(Coordinate labeling data)
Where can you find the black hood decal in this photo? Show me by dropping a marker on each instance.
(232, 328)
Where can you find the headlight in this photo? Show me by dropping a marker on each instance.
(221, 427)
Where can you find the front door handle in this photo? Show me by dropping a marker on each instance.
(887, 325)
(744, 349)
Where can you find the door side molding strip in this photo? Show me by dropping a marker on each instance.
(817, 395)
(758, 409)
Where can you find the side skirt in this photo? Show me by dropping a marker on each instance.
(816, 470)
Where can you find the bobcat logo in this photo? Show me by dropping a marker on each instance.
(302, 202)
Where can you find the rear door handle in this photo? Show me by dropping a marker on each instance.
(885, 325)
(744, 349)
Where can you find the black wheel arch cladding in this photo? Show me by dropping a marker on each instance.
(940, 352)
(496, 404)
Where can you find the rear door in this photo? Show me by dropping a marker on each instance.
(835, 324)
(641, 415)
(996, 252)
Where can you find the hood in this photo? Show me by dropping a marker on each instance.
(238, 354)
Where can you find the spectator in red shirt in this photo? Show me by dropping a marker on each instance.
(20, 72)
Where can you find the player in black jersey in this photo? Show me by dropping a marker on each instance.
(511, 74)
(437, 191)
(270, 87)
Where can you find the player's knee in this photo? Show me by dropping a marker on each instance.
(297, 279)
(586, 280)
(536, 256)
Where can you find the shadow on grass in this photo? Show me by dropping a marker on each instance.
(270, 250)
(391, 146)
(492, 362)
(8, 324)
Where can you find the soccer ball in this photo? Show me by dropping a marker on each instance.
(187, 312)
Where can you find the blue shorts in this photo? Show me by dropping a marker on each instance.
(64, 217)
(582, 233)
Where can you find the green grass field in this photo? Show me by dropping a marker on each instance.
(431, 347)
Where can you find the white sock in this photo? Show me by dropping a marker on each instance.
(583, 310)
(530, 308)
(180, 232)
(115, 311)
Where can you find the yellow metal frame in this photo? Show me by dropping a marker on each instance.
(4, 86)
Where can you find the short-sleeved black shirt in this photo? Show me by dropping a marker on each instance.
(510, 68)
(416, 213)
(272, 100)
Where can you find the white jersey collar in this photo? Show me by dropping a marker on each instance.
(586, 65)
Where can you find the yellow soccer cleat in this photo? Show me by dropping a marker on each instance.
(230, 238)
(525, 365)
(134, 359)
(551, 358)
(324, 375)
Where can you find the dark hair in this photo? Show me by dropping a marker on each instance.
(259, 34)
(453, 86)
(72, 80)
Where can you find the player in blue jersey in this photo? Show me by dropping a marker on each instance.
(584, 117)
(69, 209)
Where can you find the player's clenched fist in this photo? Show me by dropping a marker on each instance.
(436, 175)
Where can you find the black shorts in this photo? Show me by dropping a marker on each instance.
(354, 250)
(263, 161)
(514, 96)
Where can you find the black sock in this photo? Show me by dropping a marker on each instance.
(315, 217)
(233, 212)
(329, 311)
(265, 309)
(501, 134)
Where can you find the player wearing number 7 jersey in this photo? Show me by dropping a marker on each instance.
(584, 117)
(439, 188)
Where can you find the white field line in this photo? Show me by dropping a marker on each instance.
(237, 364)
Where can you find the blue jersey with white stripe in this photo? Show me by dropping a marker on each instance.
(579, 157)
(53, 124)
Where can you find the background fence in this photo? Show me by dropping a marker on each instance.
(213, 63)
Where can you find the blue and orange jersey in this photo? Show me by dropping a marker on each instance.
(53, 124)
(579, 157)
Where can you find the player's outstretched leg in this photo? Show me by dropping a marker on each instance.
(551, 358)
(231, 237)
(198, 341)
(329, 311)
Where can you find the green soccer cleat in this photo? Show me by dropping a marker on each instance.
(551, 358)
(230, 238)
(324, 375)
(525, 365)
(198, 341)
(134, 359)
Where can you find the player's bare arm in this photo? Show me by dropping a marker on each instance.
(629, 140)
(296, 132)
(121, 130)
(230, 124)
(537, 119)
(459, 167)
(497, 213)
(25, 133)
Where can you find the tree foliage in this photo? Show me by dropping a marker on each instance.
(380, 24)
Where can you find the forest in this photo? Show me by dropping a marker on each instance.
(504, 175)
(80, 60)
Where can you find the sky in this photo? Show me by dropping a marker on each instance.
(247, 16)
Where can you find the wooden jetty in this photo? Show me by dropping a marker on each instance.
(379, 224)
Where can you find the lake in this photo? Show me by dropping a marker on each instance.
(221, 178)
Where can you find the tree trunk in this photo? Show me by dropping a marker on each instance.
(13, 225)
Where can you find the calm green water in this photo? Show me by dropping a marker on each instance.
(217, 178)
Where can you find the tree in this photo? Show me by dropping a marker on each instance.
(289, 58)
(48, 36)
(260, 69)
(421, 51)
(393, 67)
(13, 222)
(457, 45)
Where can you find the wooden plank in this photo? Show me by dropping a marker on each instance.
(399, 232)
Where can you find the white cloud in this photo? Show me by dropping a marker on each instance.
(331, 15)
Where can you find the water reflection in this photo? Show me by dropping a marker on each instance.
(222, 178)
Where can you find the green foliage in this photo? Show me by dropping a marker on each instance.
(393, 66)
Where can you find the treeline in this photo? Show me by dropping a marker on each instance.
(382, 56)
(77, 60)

— Instructions for the task —
Reproduce the listing above, swapping each occurrence of "dropping a marker" for "placing a pin" and changing nothing else.

— The result —
Where can you find the black hood decal in this photo? Show me by placing a pin on each instance.
(232, 328)
Where can you find the headlight in this photo? Show me by placing a pin on each instance.
(221, 427)
Where can you find the front door handle in this photo? Show me by placing a pin on each instance.
(887, 325)
(744, 349)
Where can you find the door side molding strip in this photo? Show me by placing a pin on each instance.
(817, 395)
(758, 409)
Where can you find the side skirt in this photo? Show me by placing a pin on each instance.
(816, 470)
Where can you find the bobcat logo in this photo? Show me by placing a pin on each instance.
(302, 202)
Where can you find the rear door handle in this photo? Show me by placing a pin on each instance.
(885, 325)
(744, 349)
Where can you find the black wheel arch cladding in this photo? Show me by placing a pin on each instance.
(940, 352)
(496, 404)
Where can you find the rear door in this photo? Show me by placing a pin on each instance.
(835, 324)
(641, 415)
(996, 252)
Where can you find the hood in this photo? Show me by placing a pin on each instance.
(238, 354)
Where can you find the spectator in red shirt in this photo? Show me by placing a pin on each instance.
(20, 72)
Where can you find the player in black jersey in this photo? Show me by placing a pin on each instance.
(511, 74)
(437, 191)
(270, 87)
Where can you find the player's knee in this photo? Show me by placing a pin on each instance.
(297, 279)
(586, 280)
(536, 256)
Where can you find the shadow on grass in this photo? Show me by placing a pin on each instance.
(270, 250)
(391, 146)
(492, 362)
(8, 324)
Where can you find the soccer ball in this photo? Show me by placing a pin on each instance.
(187, 312)
Where can you find the blue shorts in this photo? Show me by placing a pin on each instance.
(64, 217)
(582, 233)
Where can you find the green grass field in this photo? Show me by placing a pin on each instance.
(431, 347)
Where can you find the white sock in this photo? Show me by placing a pin on each instance.
(583, 310)
(530, 308)
(180, 232)
(115, 311)
Where can you find the yellow metal frame in this photo? Show me by placing a pin on each instance.
(4, 86)
Where can you find the short-sleeved black shirt in this photo? Show me by placing a pin on each instance.
(510, 68)
(416, 213)
(272, 100)
Where can you find the white jersey collar in this photo? Show me by placing a pin on each instance.
(586, 65)
Where can you find the yellow soccer cleat in this photo? Show me by placing a pin on each instance.
(230, 238)
(525, 365)
(134, 359)
(551, 358)
(324, 375)
Where can you find the dark hair in this photo? Show me by placing a pin on each instance.
(259, 34)
(453, 86)
(72, 80)
Where can you find the player in blue jersey in this photo? Show me by placing a pin on each instance.
(584, 117)
(69, 209)
Where can you find the player's clenched fist in this photo? Show me by placing a pin on each instance.
(436, 175)
Where can you find the black shorts in this photo? Show me by placing a pin on each instance.
(354, 250)
(263, 161)
(514, 96)
Where can you find the black sock in this photo? Show me by placing a pin on each instance.
(315, 217)
(233, 212)
(329, 311)
(265, 309)
(501, 134)
Where can you find the player wearing number 7 jersey in this photo? Show me by placing a pin on each instance.
(584, 117)
(439, 188)
Where can you find the white field line in this photo? Show me by placing a pin on each instance.
(237, 364)
Where can you find the blue jersey with white stripe in this photo? Show me by placing a pin on each instance.
(579, 157)
(53, 124)
Where can you find the background fence in this photo? Show me by placing a pin on each instance.
(213, 63)
Where can you find the blue and orange jersey in this photo? Show me by placing a pin on each instance.
(53, 124)
(579, 157)
Where can you find the player's outstretched leg in this photo? Show me by placing a pin on each instance.
(551, 358)
(231, 237)
(198, 341)
(329, 311)
Where can you find the green soccer cleat in this photo? Show me by placing a pin on each instance.
(551, 358)
(230, 238)
(324, 375)
(525, 365)
(198, 341)
(134, 359)
Where can you find the player's bare arm in this photo? Show me by placing a pin on each instance.
(629, 140)
(296, 132)
(121, 130)
(230, 124)
(537, 119)
(459, 167)
(497, 213)
(25, 133)
Where can you find the tree foliage in this photo? Show me by placing a pin on each instance.
(380, 24)
Where can you find the forest in this photo? Show me by placing a pin on each instance.
(504, 175)
(80, 60)
Where can you find the sky in this photo? Show me by placing a pin on each instance.
(247, 16)
Where can you find the wooden jetty in this photo? Show me by placing a pin on each instance.
(379, 224)
Where can you find the lake in this photo? Show me by placing a pin on each instance.
(221, 178)
Where can you find the tree trunk in this photo? Show me by placing a pin on each instance.
(13, 225)
Where can you find the calm green water in this photo? Show me by placing a pin on each instance.
(217, 178)
Where can you find the tree in this photo? Show me by placing a pin on each instance.
(289, 58)
(48, 36)
(260, 69)
(421, 51)
(393, 67)
(13, 222)
(457, 45)
Where can you find the wooden plank in this photo? Show me by placing a pin on each instance.
(399, 232)
Where can you find the white cloud in this photo? Show me by placing a pin on each instance.
(331, 15)
Where can you find the water reflection in this photo? Show me by placing a pin on each instance.
(222, 178)
Where can you find the green foliage in this photo? Show me by placing a pin on each instance.
(393, 66)
Where can you find the treeline in this photo? Show me by placing a pin on each instance.
(382, 56)
(77, 60)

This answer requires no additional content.